● Problem to solve: Below are the records; give again exactly the line with "Query: roof eaves", the line with "Where can the tiled", and each line that lies between them, and nothing besides.

(Recorded data)
--- START ---
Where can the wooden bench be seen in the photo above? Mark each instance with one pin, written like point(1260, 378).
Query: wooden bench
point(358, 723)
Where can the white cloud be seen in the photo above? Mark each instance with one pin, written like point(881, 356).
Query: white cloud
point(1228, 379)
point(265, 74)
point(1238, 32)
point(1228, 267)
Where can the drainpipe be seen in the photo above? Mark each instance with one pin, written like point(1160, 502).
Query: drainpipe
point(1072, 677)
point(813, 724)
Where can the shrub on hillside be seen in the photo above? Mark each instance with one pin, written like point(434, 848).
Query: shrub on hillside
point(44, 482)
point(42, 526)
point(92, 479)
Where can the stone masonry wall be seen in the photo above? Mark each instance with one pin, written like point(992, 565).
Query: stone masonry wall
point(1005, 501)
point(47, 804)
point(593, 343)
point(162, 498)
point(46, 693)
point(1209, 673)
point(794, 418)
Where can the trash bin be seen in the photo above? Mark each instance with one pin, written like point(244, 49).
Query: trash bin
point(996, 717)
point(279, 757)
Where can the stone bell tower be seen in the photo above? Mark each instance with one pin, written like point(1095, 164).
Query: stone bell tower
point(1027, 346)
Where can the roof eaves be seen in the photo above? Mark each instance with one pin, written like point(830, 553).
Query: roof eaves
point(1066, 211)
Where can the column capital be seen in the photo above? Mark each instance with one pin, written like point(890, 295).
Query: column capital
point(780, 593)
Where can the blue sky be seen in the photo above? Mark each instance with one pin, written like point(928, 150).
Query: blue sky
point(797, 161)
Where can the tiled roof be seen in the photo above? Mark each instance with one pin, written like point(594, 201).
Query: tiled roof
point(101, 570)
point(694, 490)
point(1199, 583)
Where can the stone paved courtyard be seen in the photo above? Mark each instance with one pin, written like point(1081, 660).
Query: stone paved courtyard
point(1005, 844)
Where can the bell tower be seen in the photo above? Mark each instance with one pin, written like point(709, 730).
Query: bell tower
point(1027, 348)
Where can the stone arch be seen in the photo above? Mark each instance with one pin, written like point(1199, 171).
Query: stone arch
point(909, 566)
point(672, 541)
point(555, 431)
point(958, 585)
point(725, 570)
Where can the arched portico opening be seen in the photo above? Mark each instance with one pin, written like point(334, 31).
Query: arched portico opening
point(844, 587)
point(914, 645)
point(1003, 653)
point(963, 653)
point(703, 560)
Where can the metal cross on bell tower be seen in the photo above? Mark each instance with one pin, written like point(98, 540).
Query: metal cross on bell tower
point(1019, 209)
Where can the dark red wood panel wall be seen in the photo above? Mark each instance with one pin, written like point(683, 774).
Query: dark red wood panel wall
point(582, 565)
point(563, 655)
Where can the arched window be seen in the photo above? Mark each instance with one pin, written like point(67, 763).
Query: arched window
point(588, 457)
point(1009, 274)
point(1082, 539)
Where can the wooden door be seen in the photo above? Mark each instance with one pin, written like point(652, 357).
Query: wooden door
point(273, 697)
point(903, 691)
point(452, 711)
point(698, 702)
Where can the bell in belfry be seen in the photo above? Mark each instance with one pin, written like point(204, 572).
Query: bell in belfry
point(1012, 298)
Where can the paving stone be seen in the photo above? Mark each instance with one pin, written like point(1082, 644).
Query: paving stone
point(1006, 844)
--- END ---
--- START ---
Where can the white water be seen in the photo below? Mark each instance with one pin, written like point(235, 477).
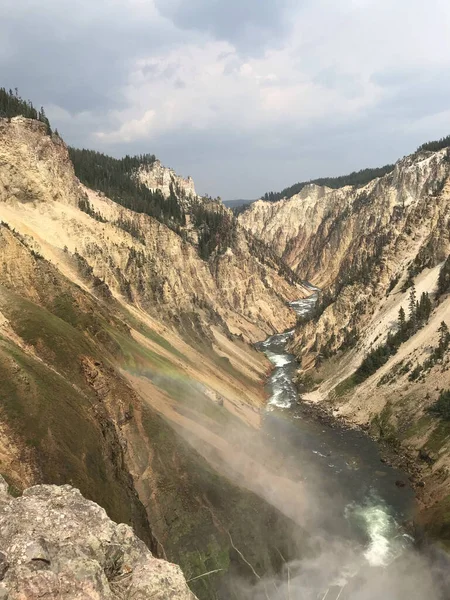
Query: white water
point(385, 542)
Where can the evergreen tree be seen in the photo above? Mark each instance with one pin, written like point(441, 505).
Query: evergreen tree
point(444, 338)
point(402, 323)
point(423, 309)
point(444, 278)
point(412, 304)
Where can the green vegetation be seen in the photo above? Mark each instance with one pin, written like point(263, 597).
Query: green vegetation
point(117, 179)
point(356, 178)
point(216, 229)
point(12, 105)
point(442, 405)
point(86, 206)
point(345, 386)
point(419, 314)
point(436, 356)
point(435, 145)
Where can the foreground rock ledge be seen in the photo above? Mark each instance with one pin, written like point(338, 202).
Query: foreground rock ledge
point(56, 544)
--- END ---
● Completed exercise:
Query: roof eaves
point(1066, 211)
Where can the column capital be seen in the photo above? Mark each instance with one pin, written like point(890, 295).
Query: column capital
point(780, 593)
Where can the blue sky be seen in the photo above? Mark each instance with one pin, written like point(928, 150).
Query: blue sky
point(797, 161)
Where can the tiled roof be seen in the photo above? Mark each instance with one pin, written like point(594, 201).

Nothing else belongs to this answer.